MonotaRO Co., Ltd., is a Japanese e-commerce company of industrial supply products based in Hyogo, Japan. The company was named to Forbes Asia "Best Under A Billion" list in 2013.

Overview 
MonotaRO sells Maintenance, repair, and operations products through internet and catalogs, targeting small and mid-sized manufacturing companies. MonotaRO sells various product categories such as personal protective equipment, hand tools, fasteners, and lab supplies.  It has more than 1 million customers in Japan.

The company name MonotaRO is an acronym for Maintenance, Repair & Operations.  It also means to have sufficient number of products in Japanese.  It is also a play on the name of the Japanese hero Momotaro.

= = = = = = =

▶ Exercises to complete
[1] Transcribe the passage on MonotaRO from "The company name" up to and including "Japanese hero Momotaro.".
[2] Render the following sentence from the passage on MonotaRO into Spanish: "MonotaRO sells various product categories such as personal protective equipment, hand tools, fasteners, and lab supplies."

▶ Dataset extract

= = = = = = =

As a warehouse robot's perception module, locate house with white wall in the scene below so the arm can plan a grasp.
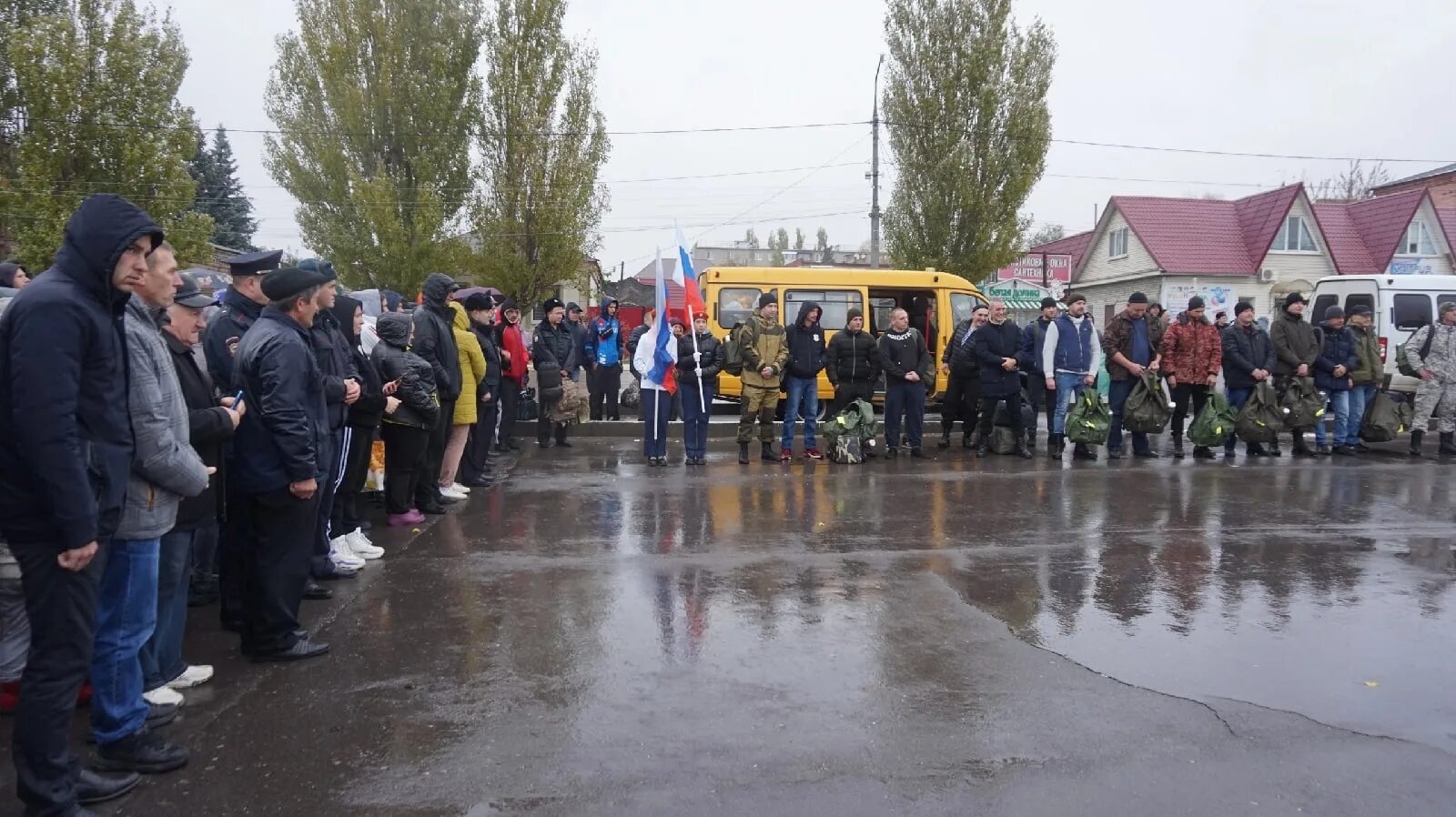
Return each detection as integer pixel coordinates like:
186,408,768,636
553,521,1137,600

= = = = = = =

▶ Per-task outputs
[1]
The company name MonotaRO is an acronym for Maintenance, Repair & Operations.  It also means to have sufficient number of products in Japanese.  It is also a play on the name of the Japanese hero Momotaro.

[2] MonotaRO vende diversas categorías de productos, como equipos de protección personal, herramientas manuales, elementos de fijación y suministros de laboratorio.